Le robot « mule » qu’expérimentera l’armée de Terre pourrait être fourni par l’israélien Roboteam [MàJ]

En juillet, le ministère des Armées, via son Agence de l’innovation de Défense [AID], a lancé un appel d’offres afin de pouvoir déployer cinq robots mule en opération extérieure en 2020, à des « fins d’essais et d’expérimentation ».

« Le robot visé a une fonction principale de type ‘mule’ d’une capacité de charge de 400 kg à 800 kg, qui permet aux fantassins de se décharger d’une partie de leur paquetage, afin de gagner en mobilité. Il peut aussi remplir des missions connexes comme procéder à un ravitaillement [munitions, alimentation ou autre], ou assurer une liaison entre deux groupes distants [liste non exhaustive] », était-il indiqué dans l’avis publié à l’époque. En outre, l’engin devait également avoir des « fonctions d’observations et de reconnaissance » tout en étant « téléopérable, à vue et hors de la vue » et « tractable derrière certains modèles de véhicule de l’armée de Terre. »

Par ailleurs, le texte posait des conditions pour participer à cette procédure. En effet, il précisait que, « conformément à l’article R 2342-7 du code de la commande publique, la présente procédure [n’était] pas ouverte aux opérateurs économiques des pays tiers à l’union européenne ou à l’espace économique européen. »

En clair, pour faire acte de candidature, il fallait disposer d’une capacité de production et un bureau d’étude dans un pays membre de l’UE ou dans l’espace économique européen.

Dès lors, on pouvait s’attendre à voir cet appel d’offre se jouer entre l’estonien Milrem Robotics [associé au groupe CNIM], le français Sharks Robotics, qui, allié à Nexter, avait fait sensation avec son robot Barakuda, lors du dernier salon SOFINS, et le tandem formé par ARQUUS et l’institut de recherche franco-allemand Saint-Louis, avec le Stamina Aurochs.

Finalement, aucun de ces trois candidats n’a été retenu. En effet, selon Vincent Lamigeon, de l’hebdomadaire Challenges, ils ont été coiffés sur le poteau par l’israélien Roboteam, associé au français GACI Rugged Systems, un sous-traitant qui travaille régulièrement pour Naval Group, Thales, Safran, MBDA ou encore Dassault Aviation.

*CONSIGNE*. Dans l'extrait sur le robot mule, quelles entreprises GACI Rugged Systems sert-il régulièrement comme sous-traitant ? Les lignes ne jouent aucun rôle dans cet exercice.

*DONNÉES FOURNIES*.
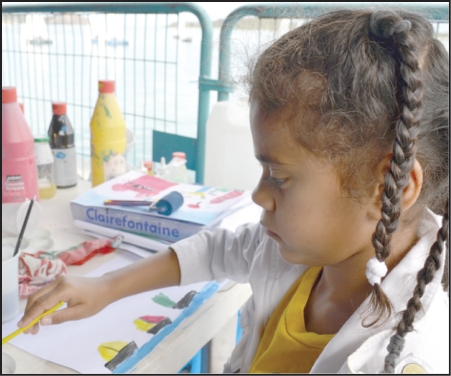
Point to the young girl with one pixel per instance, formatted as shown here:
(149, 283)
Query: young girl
(349, 117)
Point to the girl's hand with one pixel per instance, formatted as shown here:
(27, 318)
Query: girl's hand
(84, 296)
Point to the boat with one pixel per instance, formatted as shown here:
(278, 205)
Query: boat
(36, 30)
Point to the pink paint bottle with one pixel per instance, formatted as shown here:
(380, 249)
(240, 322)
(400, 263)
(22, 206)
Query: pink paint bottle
(19, 172)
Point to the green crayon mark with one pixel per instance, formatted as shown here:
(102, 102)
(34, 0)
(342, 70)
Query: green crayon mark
(163, 300)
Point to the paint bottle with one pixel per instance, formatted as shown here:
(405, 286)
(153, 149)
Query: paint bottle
(44, 163)
(108, 136)
(62, 143)
(19, 172)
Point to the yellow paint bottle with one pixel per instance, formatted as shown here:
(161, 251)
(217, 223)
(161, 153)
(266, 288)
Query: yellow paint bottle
(108, 136)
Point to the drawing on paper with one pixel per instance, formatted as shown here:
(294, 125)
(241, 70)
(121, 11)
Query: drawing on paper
(165, 301)
(115, 353)
(151, 324)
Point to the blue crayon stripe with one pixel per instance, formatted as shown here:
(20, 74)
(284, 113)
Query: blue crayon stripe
(144, 350)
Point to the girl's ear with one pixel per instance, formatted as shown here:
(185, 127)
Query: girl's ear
(410, 192)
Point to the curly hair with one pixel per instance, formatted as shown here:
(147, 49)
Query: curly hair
(379, 84)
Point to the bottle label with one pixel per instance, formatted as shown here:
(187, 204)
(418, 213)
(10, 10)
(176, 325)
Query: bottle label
(65, 167)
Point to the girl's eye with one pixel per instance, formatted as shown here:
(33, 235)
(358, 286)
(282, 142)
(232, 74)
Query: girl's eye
(273, 182)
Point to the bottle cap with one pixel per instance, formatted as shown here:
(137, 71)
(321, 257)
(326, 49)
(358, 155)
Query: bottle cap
(9, 94)
(179, 154)
(59, 108)
(41, 138)
(106, 86)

*RÉPONSE ATTENDUE*. Naval Group, Thales, Safran, MBDA et Dassault Aviation.